Dataset items about object locations
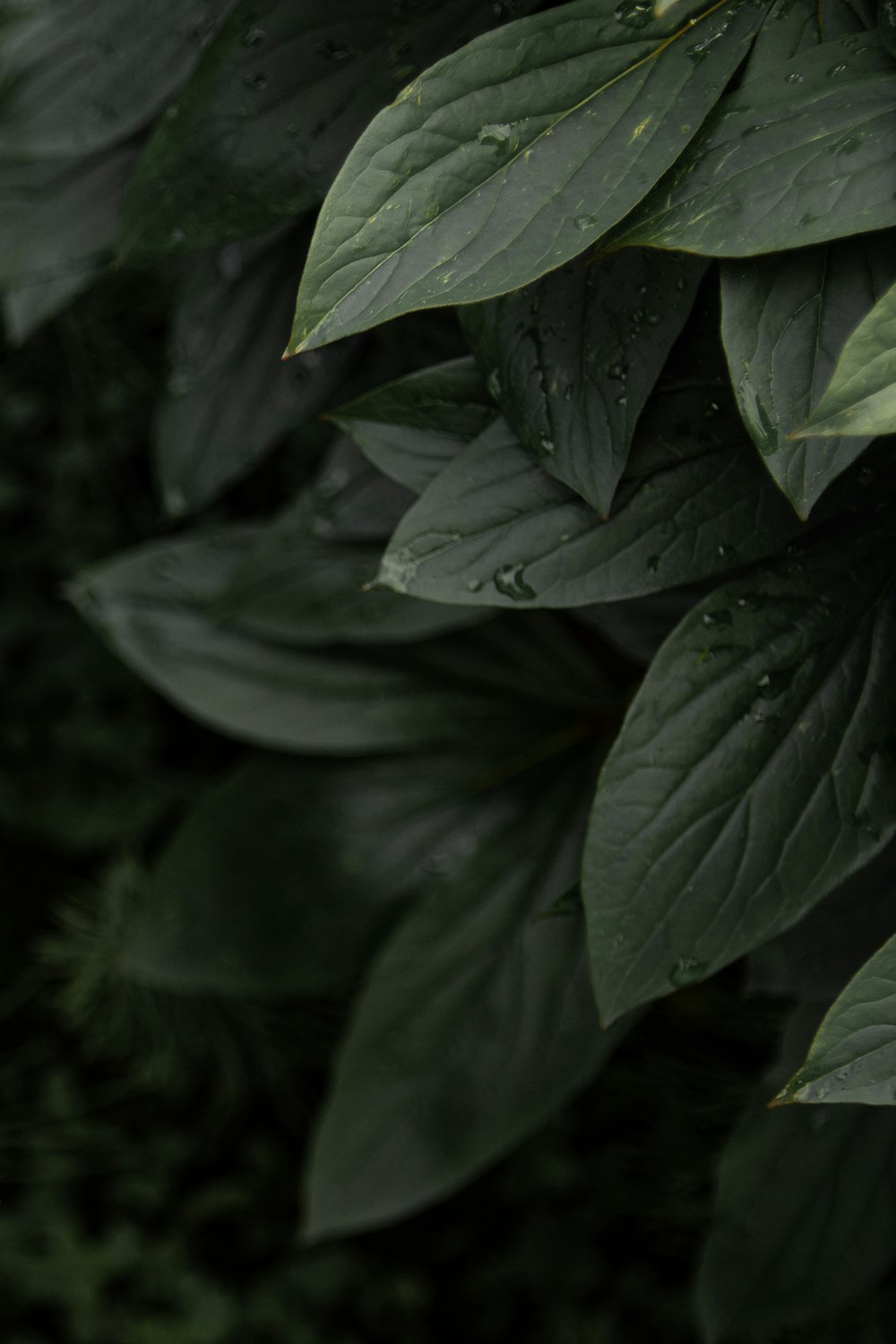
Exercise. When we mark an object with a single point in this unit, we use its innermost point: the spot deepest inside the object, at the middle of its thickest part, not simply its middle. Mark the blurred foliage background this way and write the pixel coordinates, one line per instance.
(150, 1145)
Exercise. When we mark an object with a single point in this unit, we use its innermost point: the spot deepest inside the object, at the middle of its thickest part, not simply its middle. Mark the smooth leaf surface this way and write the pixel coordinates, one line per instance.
(785, 320)
(152, 609)
(512, 156)
(815, 959)
(853, 1054)
(78, 75)
(805, 1218)
(414, 426)
(804, 153)
(753, 773)
(282, 94)
(861, 395)
(476, 1024)
(285, 876)
(495, 530)
(230, 397)
(573, 359)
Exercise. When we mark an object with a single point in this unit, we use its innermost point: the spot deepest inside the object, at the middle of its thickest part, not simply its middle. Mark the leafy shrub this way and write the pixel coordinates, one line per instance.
(563, 642)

### TO DO
Copy out the items verbatim, starting with the line that contains "Mark the smooth" and continuing through the last line of the items, both ends included.

### RESPONSE
Exercise. When we mark an object with a single point in this unit, we use its innermost point: the spot deepest inside the object, at the middle of its thickest part, not simply its middle. Mark the smooth leaf surface this way and write the pixel coordinates, one line per instance.
(785, 320)
(152, 609)
(512, 156)
(815, 959)
(853, 1054)
(78, 75)
(805, 1218)
(414, 426)
(804, 153)
(753, 773)
(282, 94)
(861, 395)
(476, 1024)
(285, 876)
(495, 530)
(230, 397)
(573, 359)
Exercise. When we mark an object with a single point in this unit, we use its innermost point: the spot deepest inside the object, at the middle of its thickest part, not simply its middle. Mark the leafy shrub this way and write the pixel coordinates, one line per instance.
(563, 642)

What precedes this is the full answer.